> Task: Leave the pictures out and repeat the rest of the data below exactly.

> Entries shown:
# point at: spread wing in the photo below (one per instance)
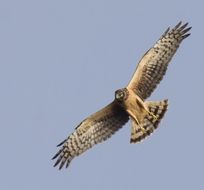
(93, 130)
(154, 63)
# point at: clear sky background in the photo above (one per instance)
(62, 60)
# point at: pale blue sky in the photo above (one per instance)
(62, 60)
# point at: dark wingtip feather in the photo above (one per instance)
(56, 155)
(178, 25)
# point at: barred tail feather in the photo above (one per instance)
(150, 123)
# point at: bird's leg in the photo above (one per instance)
(150, 113)
(138, 123)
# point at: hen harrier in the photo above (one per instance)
(129, 102)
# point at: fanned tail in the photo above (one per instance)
(150, 123)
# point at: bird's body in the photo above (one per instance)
(129, 103)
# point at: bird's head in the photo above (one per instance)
(121, 94)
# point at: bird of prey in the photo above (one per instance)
(129, 103)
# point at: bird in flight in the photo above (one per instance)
(129, 103)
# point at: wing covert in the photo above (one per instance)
(153, 65)
(93, 130)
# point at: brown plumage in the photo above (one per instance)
(129, 102)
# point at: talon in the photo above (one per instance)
(143, 129)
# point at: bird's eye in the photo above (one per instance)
(119, 95)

> Response:
# point at: spread wing in the photo below (one per instance)
(93, 130)
(154, 63)
# point at: clear sky background in the photo above (one per instance)
(62, 60)
# point at: pale blue sky in the photo above (one per instance)
(62, 60)
# point at: dark wingtip feather in the photo above (one per instance)
(56, 155)
(178, 25)
# point at: barred tail feather in the photo above (one per instance)
(150, 123)
# point at: bird's leg in the photo above (one per instance)
(150, 113)
(138, 123)
# point at: hen harrier in the photo above (one per instance)
(129, 102)
# point at: fanned tail in the photo above (one per instance)
(150, 123)
# point at: bird's body in the photo above (one per instance)
(129, 103)
# point at: bird's head in the photo above (one per instance)
(121, 94)
# point at: bird of prey in the photo above (one per instance)
(129, 103)
# point at: bird in flight in the photo above (one per instance)
(129, 103)
# point at: wing covert in the photo above (one per instance)
(153, 65)
(93, 130)
# point at: brown plumage in the photo above (one per instance)
(129, 102)
# point at: talon in the photo above (one per instance)
(143, 129)
# point at: bird's eye in the photo above (one per instance)
(119, 95)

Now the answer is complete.